» **TASK REQUIREMENTS**: Rewrite the part of the listing below that starts with the line containing "Can you find the window" and goes on through the line containing "<point>34,120</point>" as a Markdown table with the columns Row and Line, numbering each row. Include only those lines, skipping blank lines and leaving the pictures out.

### RECORDS PROVIDED ###

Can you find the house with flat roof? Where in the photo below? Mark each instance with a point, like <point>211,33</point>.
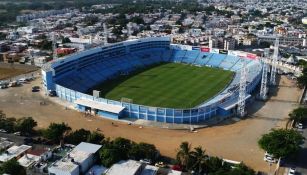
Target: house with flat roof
<point>14,152</point>
<point>76,162</point>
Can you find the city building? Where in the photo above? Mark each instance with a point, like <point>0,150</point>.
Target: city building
<point>14,152</point>
<point>76,162</point>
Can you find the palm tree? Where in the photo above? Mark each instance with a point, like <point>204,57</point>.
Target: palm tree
<point>184,155</point>
<point>297,115</point>
<point>199,159</point>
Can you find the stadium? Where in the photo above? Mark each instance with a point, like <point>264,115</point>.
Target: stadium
<point>152,79</point>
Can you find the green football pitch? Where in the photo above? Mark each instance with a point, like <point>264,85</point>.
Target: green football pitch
<point>171,85</point>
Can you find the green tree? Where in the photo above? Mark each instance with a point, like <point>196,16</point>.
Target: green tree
<point>281,142</point>
<point>25,125</point>
<point>66,40</point>
<point>78,136</point>
<point>12,167</point>
<point>56,132</point>
<point>298,115</point>
<point>302,80</point>
<point>184,155</point>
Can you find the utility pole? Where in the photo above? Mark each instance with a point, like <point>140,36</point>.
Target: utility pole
<point>242,90</point>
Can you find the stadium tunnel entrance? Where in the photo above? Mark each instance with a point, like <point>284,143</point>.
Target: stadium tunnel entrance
<point>93,107</point>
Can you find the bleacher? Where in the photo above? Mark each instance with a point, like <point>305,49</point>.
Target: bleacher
<point>178,55</point>
<point>190,56</point>
<point>216,60</point>
<point>228,62</point>
<point>203,58</point>
<point>86,77</point>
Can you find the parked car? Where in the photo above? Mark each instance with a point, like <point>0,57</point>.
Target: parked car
<point>146,161</point>
<point>291,171</point>
<point>35,88</point>
<point>52,93</point>
<point>299,126</point>
<point>3,131</point>
<point>17,133</point>
<point>160,165</point>
<point>269,158</point>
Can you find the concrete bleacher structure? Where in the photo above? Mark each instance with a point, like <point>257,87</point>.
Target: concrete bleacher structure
<point>73,76</point>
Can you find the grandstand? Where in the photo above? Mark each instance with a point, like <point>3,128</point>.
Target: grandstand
<point>72,76</point>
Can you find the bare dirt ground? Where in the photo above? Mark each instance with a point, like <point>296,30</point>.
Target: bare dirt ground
<point>230,140</point>
<point>10,70</point>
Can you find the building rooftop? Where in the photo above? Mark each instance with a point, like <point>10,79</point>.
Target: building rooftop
<point>129,167</point>
<point>174,172</point>
<point>96,169</point>
<point>150,170</point>
<point>87,147</point>
<point>13,151</point>
<point>28,160</point>
<point>78,155</point>
<point>4,143</point>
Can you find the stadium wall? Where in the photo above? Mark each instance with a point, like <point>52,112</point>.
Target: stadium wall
<point>198,114</point>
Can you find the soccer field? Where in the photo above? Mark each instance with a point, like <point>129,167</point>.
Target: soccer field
<point>170,85</point>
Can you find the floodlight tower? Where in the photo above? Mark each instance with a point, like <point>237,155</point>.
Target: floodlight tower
<point>264,80</point>
<point>129,30</point>
<point>274,62</point>
<point>242,90</point>
<point>55,55</point>
<point>105,34</point>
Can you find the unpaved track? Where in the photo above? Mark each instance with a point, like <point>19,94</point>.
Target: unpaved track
<point>230,140</point>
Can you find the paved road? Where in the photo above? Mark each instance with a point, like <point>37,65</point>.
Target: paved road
<point>301,162</point>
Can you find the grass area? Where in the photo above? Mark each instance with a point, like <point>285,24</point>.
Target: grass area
<point>11,72</point>
<point>170,85</point>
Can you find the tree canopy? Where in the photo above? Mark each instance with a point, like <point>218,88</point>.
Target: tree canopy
<point>199,162</point>
<point>12,167</point>
<point>299,114</point>
<point>281,142</point>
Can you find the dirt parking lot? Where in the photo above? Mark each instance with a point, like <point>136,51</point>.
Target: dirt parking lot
<point>10,70</point>
<point>230,140</point>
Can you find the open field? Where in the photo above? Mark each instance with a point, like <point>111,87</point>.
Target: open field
<point>231,140</point>
<point>7,70</point>
<point>170,85</point>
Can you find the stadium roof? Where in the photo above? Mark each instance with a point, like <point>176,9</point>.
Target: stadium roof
<point>232,103</point>
<point>101,106</point>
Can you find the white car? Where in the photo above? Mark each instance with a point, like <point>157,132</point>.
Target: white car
<point>3,131</point>
<point>145,161</point>
<point>269,158</point>
<point>299,126</point>
<point>291,171</point>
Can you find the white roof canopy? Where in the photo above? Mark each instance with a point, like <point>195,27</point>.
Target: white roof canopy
<point>100,106</point>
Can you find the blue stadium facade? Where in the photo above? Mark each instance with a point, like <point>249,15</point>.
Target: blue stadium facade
<point>73,75</point>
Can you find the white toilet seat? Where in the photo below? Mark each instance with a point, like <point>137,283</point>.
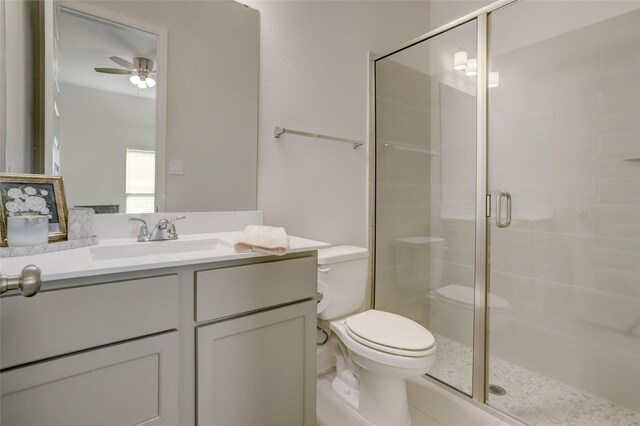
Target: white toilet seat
<point>390,333</point>
<point>384,355</point>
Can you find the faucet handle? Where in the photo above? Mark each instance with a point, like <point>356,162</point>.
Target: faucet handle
<point>172,228</point>
<point>144,229</point>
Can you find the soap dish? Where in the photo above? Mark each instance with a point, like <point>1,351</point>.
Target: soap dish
<point>48,248</point>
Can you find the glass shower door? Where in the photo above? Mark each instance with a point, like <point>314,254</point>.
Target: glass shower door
<point>564,169</point>
<point>425,193</point>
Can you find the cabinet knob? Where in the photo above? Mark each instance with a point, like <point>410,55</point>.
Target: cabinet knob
<point>28,281</point>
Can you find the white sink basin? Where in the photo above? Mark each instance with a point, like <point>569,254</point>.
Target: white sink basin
<point>154,248</point>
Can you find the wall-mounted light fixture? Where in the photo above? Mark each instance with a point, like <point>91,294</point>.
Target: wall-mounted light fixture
<point>472,67</point>
<point>494,79</point>
<point>460,60</point>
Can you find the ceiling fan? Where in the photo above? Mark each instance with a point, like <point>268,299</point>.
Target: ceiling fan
<point>141,71</point>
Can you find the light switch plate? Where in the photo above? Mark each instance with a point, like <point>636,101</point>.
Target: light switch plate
<point>176,167</point>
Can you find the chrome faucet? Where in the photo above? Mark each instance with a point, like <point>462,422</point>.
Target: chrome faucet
<point>164,230</point>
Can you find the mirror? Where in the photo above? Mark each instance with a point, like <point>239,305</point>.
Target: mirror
<point>195,131</point>
<point>105,115</point>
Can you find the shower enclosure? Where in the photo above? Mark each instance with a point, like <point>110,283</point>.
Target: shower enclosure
<point>507,205</point>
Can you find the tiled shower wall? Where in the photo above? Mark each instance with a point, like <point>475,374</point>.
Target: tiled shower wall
<point>403,190</point>
<point>563,121</point>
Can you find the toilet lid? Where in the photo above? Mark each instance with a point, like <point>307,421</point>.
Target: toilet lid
<point>390,332</point>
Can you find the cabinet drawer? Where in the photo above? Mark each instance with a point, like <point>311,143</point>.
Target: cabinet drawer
<point>131,383</point>
<point>62,321</point>
<point>230,291</point>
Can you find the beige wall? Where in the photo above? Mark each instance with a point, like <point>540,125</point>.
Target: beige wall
<point>314,68</point>
<point>18,84</point>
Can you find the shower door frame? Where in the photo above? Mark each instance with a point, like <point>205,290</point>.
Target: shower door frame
<point>483,199</point>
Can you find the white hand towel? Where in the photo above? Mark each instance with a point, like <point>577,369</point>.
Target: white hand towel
<point>264,239</point>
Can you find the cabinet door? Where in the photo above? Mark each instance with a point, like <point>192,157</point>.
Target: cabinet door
<point>258,369</point>
<point>125,384</point>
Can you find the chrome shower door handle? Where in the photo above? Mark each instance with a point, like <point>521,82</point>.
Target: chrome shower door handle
<point>499,222</point>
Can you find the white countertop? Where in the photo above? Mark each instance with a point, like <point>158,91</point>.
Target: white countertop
<point>81,262</point>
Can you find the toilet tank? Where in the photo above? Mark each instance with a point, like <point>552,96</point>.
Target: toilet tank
<point>343,270</point>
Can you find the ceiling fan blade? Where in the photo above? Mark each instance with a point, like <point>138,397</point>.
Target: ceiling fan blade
<point>121,62</point>
<point>114,71</point>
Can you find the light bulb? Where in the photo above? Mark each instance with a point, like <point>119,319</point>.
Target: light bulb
<point>472,67</point>
<point>460,60</point>
<point>494,79</point>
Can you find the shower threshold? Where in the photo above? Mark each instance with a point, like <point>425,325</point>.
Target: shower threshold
<point>532,398</point>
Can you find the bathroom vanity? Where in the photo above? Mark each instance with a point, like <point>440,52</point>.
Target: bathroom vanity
<point>204,336</point>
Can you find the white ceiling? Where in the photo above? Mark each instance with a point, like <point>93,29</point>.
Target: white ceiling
<point>87,43</point>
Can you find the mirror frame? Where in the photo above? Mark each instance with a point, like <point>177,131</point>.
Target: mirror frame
<point>161,85</point>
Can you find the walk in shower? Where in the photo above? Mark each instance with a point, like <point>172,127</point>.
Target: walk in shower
<point>507,205</point>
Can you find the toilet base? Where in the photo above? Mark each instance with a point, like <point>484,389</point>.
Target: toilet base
<point>346,393</point>
<point>381,400</point>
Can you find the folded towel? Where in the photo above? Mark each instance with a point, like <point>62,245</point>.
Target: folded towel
<point>264,239</point>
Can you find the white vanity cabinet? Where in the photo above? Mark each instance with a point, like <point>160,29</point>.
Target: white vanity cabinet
<point>256,359</point>
<point>102,354</point>
<point>216,343</point>
<point>122,384</point>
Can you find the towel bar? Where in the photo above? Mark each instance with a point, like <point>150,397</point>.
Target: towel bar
<point>279,131</point>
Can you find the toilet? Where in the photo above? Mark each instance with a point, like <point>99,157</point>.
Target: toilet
<point>375,351</point>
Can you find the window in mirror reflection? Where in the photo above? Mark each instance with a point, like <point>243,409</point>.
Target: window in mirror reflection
<point>107,124</point>
<point>139,197</point>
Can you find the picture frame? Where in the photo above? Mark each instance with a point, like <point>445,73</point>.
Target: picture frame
<point>26,194</point>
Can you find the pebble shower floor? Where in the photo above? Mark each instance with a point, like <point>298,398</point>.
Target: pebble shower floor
<point>535,399</point>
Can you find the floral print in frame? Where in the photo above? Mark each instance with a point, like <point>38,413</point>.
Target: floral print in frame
<point>23,194</point>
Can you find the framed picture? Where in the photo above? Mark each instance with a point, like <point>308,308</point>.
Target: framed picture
<point>22,194</point>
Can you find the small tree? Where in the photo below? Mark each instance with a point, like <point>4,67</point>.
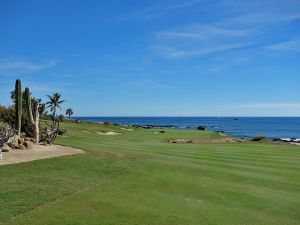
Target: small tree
<point>69,112</point>
<point>54,103</point>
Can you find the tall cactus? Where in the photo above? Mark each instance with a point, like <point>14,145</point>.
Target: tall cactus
<point>18,105</point>
<point>34,120</point>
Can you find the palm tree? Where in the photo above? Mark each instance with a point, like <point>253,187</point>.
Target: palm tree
<point>69,112</point>
<point>54,103</point>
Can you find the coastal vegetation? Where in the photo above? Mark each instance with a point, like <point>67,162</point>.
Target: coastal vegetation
<point>141,174</point>
<point>69,112</point>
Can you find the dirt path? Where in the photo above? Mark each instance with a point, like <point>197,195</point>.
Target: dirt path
<point>39,152</point>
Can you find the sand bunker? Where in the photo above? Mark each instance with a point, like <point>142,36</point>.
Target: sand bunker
<point>39,152</point>
<point>206,141</point>
<point>127,129</point>
<point>107,133</point>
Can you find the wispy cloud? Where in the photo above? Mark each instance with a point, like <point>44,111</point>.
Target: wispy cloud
<point>157,10</point>
<point>232,26</point>
<point>23,65</point>
<point>287,46</point>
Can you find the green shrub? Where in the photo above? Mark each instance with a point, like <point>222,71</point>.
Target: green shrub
<point>259,138</point>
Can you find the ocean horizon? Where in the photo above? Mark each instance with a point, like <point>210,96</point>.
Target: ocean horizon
<point>244,127</point>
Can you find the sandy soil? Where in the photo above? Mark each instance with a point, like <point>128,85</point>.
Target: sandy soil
<point>39,152</point>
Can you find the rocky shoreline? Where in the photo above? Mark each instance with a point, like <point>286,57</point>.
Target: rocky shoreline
<point>227,138</point>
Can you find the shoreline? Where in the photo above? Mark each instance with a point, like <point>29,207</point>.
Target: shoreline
<point>282,140</point>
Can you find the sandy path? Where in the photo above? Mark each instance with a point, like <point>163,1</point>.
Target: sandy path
<point>39,152</point>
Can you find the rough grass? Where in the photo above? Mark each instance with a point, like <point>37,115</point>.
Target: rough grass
<point>138,178</point>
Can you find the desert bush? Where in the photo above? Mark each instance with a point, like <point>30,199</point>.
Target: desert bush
<point>7,115</point>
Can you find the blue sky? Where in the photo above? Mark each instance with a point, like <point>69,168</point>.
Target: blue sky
<point>155,58</point>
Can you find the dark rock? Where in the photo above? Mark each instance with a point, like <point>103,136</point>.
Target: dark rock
<point>28,145</point>
<point>22,147</point>
<point>21,141</point>
<point>201,128</point>
<point>13,145</point>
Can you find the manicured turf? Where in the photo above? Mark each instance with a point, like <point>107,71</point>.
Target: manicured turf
<point>137,177</point>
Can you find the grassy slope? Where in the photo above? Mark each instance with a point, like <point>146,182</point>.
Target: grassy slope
<point>139,178</point>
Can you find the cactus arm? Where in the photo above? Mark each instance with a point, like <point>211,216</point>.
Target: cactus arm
<point>18,106</point>
<point>28,104</point>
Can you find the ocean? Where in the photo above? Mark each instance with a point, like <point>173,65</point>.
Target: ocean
<point>244,127</point>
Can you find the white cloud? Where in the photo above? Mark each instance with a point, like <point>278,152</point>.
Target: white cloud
<point>288,46</point>
<point>233,25</point>
<point>23,65</point>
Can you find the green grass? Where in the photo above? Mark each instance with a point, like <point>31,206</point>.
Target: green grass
<point>139,178</point>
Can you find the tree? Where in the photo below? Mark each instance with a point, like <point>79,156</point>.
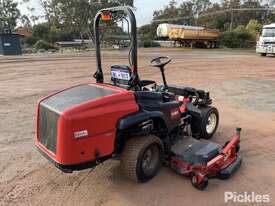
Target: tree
<point>9,14</point>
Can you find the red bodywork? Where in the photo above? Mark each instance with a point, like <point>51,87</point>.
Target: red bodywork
<point>99,117</point>
<point>227,157</point>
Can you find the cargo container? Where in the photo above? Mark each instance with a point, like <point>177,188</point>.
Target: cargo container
<point>189,36</point>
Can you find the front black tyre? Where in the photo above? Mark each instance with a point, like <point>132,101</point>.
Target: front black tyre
<point>209,122</point>
<point>141,158</point>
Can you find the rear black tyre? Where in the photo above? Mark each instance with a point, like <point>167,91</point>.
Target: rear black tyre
<point>199,185</point>
<point>141,158</point>
<point>209,123</point>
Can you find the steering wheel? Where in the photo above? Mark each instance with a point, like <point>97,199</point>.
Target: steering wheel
<point>160,61</point>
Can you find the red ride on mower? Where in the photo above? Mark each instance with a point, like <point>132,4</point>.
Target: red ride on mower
<point>138,121</point>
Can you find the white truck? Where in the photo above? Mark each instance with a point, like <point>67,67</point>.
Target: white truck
<point>266,43</point>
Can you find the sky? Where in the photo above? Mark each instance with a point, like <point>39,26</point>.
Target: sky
<point>144,12</point>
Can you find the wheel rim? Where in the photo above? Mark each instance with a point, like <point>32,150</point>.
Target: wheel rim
<point>211,123</point>
<point>150,159</point>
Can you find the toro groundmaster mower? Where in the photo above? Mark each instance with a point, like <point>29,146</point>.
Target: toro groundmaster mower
<point>138,121</point>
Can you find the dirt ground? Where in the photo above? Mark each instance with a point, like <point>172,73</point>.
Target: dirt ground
<point>242,86</point>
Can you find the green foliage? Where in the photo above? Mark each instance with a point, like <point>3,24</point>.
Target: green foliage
<point>30,41</point>
<point>242,36</point>
<point>215,15</point>
<point>149,43</point>
<point>43,45</point>
<point>147,32</point>
<point>237,39</point>
<point>253,26</point>
<point>76,16</point>
<point>41,31</point>
<point>51,34</point>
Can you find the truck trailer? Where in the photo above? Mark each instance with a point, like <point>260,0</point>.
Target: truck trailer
<point>266,43</point>
<point>189,36</point>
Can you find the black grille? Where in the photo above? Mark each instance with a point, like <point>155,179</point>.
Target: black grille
<point>48,127</point>
<point>73,96</point>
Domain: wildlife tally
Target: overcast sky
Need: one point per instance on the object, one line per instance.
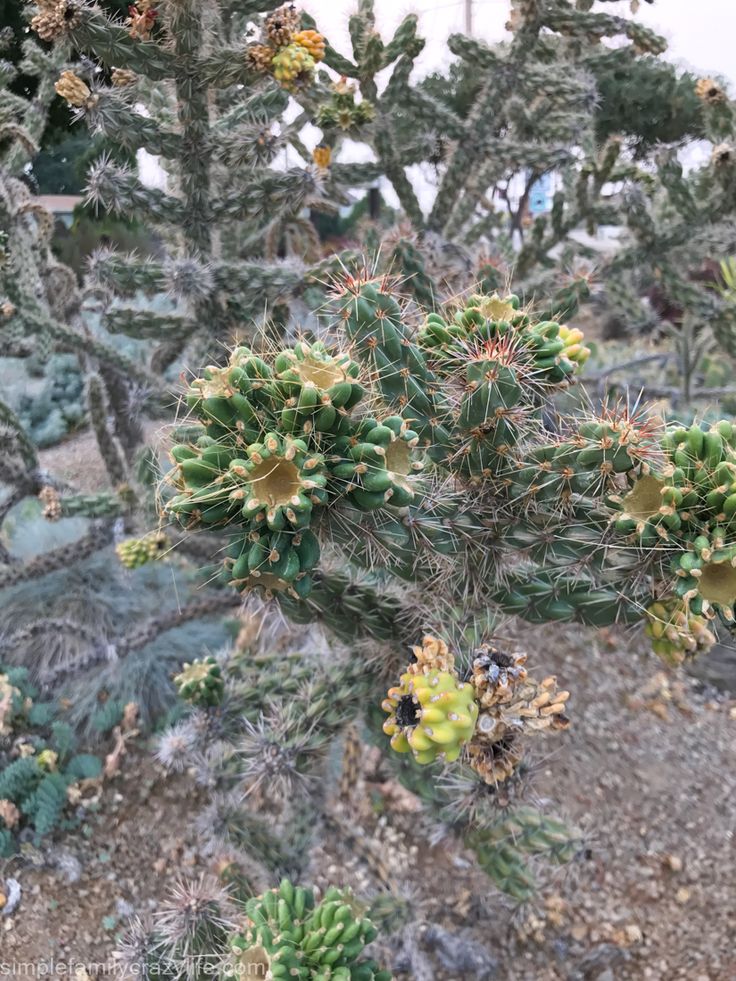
(701, 33)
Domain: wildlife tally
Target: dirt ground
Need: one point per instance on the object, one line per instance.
(646, 770)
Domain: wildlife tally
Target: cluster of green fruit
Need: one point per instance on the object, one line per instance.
(135, 552)
(686, 504)
(279, 443)
(342, 111)
(288, 935)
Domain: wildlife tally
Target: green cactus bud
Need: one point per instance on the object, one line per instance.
(277, 481)
(201, 682)
(376, 463)
(676, 633)
(135, 552)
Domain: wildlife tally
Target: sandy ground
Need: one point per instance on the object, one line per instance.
(646, 770)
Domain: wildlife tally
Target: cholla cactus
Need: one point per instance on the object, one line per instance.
(288, 934)
(42, 776)
(201, 682)
(473, 387)
(285, 932)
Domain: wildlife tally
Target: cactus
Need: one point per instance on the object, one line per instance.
(200, 682)
(288, 935)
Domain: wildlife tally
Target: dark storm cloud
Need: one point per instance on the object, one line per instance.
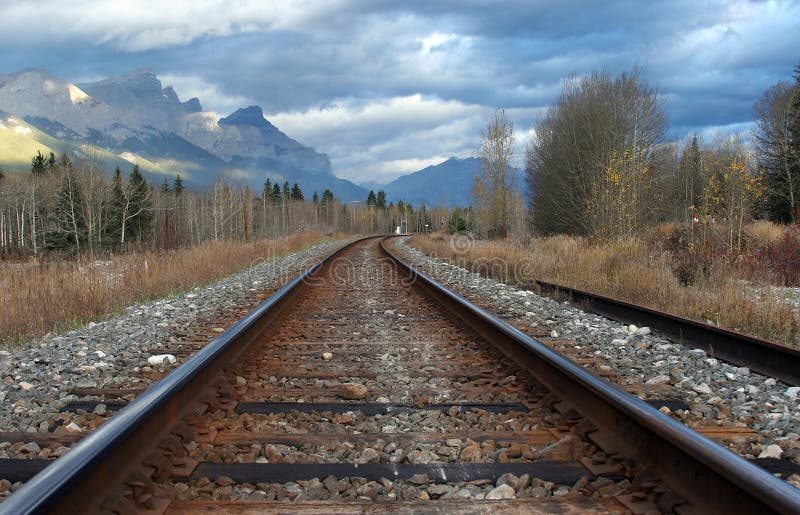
(344, 76)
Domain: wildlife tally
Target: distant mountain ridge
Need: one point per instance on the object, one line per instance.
(131, 118)
(449, 183)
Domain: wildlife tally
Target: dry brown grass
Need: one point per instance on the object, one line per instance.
(41, 297)
(632, 271)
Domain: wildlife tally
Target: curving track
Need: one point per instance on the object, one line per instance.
(364, 386)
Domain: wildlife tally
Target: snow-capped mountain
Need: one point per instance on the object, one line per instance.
(133, 118)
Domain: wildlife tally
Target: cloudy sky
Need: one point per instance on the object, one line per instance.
(388, 87)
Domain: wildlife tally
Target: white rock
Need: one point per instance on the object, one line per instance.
(771, 451)
(72, 427)
(161, 359)
(702, 388)
(502, 492)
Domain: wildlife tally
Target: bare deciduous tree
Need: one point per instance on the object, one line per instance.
(596, 120)
(493, 185)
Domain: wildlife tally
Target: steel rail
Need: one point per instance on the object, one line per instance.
(82, 479)
(763, 356)
(709, 476)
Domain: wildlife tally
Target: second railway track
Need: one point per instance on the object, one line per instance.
(363, 386)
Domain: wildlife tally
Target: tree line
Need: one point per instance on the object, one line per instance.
(70, 206)
(598, 165)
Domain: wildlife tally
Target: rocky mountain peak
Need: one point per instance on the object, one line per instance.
(193, 105)
(252, 115)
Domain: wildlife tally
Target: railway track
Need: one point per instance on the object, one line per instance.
(364, 386)
(763, 356)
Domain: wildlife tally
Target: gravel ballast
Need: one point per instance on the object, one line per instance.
(719, 394)
(115, 353)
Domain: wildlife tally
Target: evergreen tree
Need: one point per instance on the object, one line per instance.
(177, 186)
(141, 204)
(70, 230)
(267, 189)
(297, 193)
(38, 164)
(117, 209)
(689, 183)
(795, 142)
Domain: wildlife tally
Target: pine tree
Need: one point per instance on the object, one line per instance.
(267, 189)
(297, 193)
(70, 230)
(141, 206)
(689, 183)
(177, 186)
(38, 164)
(795, 130)
(117, 209)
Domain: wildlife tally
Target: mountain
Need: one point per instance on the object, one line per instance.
(132, 118)
(448, 183)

###

» **TASK ANSWER**:
| Row | Line |
|---|---|
| 1 | Can you find the window in mirror reflection? Where in the photo above? Mark each instance with a point, like <point>243,409</point>. |
| 2 | Target: window in mirror reflection |
| 3 | <point>107,124</point> |
| 4 | <point>139,197</point> |
| 5 | Can you find the picture frame? Where in the photo above? Mark each instance with a point, like <point>445,73</point>. |
| 6 | Target: picture frame |
| 7 | <point>26,194</point> |
| 8 | Can you find the pebble shower floor? Where in the photo above? Mark each instance with a point, like <point>298,398</point>. |
| 9 | Target: pebble shower floor |
| 10 | <point>535,399</point> |
| 11 | Can you find the floral print in frame? Where in the photo above? Mark each instance with a point, like <point>38,413</point>. |
| 12 | Target: floral print in frame |
| 13 | <point>23,194</point> |
| 14 | Can you find the framed picture? Where in the photo above? Mark each instance with a point, like <point>308,308</point>. |
| 15 | Target: framed picture |
| 16 | <point>22,194</point> |
| 17 | Can you find the small tree? Where in the photo below? Mark each instance with a point, like <point>4,67</point>. |
| 18 | Target: small tree |
| 19 | <point>69,112</point> |
| 20 | <point>54,103</point> |
| 21 | Can you find the tall cactus? Where in the photo above? Mark each instance with a point, like <point>14,145</point>. |
| 22 | Target: tall cactus |
| 23 | <point>18,105</point> |
| 24 | <point>34,120</point> |